Saved data entries.
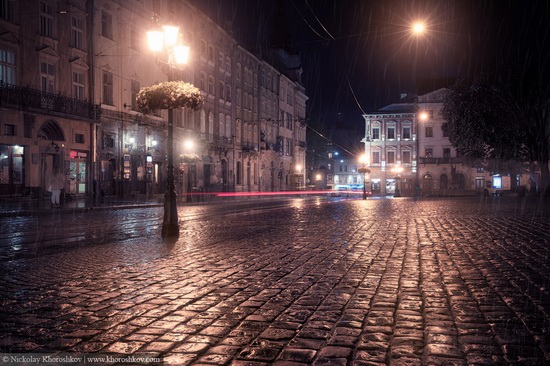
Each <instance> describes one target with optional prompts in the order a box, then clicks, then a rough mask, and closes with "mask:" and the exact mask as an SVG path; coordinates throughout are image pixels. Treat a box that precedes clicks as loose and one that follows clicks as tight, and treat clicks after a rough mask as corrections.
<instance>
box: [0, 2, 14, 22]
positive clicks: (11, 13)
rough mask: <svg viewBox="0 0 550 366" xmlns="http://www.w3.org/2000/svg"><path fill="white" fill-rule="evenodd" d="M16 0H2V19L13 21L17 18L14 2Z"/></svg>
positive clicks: (0, 2)
mask: <svg viewBox="0 0 550 366" xmlns="http://www.w3.org/2000/svg"><path fill="white" fill-rule="evenodd" d="M14 3H15V0H0V19H3V20H7V21H9V22H13V21H14V20H15V16H14V14H15V13H14V10H13V4H14Z"/></svg>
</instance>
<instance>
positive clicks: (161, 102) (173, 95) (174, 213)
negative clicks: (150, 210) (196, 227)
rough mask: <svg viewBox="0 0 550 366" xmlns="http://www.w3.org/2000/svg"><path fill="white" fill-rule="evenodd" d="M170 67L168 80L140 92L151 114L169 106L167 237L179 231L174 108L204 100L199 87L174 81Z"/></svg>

Exercise goal. The records above are to be copied exactly, without their pictures.

Your solution.
Each <instance> describes one target with optional prompts in the order a box, then clicks, then a rough mask, and closes with "mask:" and the exact mask as an SVG path; coordinates throughout are image pixels. Treat a box that precedes clicks as loose and one that follows clicks as tight, and treat clicks after a rough mask as corrections.
<instance>
box: [0, 2, 14, 22]
positive clicks: (11, 13)
rough mask: <svg viewBox="0 0 550 366" xmlns="http://www.w3.org/2000/svg"><path fill="white" fill-rule="evenodd" d="M16 0H2V19L13 21L17 18L14 2Z"/></svg>
positive clicks: (0, 2)
mask: <svg viewBox="0 0 550 366" xmlns="http://www.w3.org/2000/svg"><path fill="white" fill-rule="evenodd" d="M14 3H15V0H0V19H3V20H7V21H9V22H13V21H14V20H15V16H14V14H15V13H14V10H13V4H14Z"/></svg>
</instance>
<instance>
positive clicks: (161, 102) (173, 95) (174, 213)
negative clicks: (150, 210) (196, 227)
rough mask: <svg viewBox="0 0 550 366" xmlns="http://www.w3.org/2000/svg"><path fill="white" fill-rule="evenodd" d="M170 67L168 80L140 92L151 114L169 106L167 237L179 231L174 108L204 100L199 87L174 81Z"/></svg>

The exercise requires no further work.